*** Opening Exercise inputs ***

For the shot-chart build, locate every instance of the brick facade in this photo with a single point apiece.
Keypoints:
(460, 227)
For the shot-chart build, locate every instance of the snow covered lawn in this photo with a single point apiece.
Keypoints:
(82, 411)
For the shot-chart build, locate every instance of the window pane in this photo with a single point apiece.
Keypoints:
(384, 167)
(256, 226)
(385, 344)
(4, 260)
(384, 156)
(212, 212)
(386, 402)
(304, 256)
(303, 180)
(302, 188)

*** Closing Exercise inputs ***
*** Opening Exercise inputs ***

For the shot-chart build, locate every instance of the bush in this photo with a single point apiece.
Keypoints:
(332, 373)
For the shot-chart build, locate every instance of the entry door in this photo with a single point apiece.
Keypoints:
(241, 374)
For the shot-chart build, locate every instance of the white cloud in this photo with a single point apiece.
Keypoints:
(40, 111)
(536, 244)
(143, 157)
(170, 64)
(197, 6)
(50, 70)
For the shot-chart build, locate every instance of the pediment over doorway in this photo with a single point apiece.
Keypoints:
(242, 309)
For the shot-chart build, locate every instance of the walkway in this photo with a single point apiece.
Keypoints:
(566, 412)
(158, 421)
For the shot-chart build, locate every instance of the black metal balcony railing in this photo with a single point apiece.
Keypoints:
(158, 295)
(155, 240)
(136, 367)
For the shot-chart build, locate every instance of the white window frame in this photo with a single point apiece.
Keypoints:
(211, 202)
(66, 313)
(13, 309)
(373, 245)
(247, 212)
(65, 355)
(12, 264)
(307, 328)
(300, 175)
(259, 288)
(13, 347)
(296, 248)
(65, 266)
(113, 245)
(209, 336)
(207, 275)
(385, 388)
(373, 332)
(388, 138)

*** Closing Exercise inputs ***

• _Task directions_:
Once a line of the records is found to contain "shot", copy it out.

• _Reply to the exercise_:
For the shot-chart build, locate every instance of the brick facade in this photo with a single point apiece.
For the shot-chart build, locate every instance of the snow covered lawn in this photo with a single point apiece.
For the shot-chart build, locate every instance of the window pane in this photo with a single point apiece.
For the shot-chart build, locate every instance of the bush in this photo with a single point apiece.
For the shot-chart build, locate every instance of the entry door in this photo with a single point apiece.
For the shot-chart build, locate every instance of the white cloud in this photo with a single point apiece.
For the shot-chart build, locate every instance of the pediment over doorway in this photo with a single point apiece.
For the shot-chart build, locate every instance of the walkway in this photo with a single point apiece.
For the shot-chart build, locate every instance of the black metal balcony railing in this photo with a single point apiece.
For the shot-chart build, locate every instance of the white window frame in this photo with a single point apiece.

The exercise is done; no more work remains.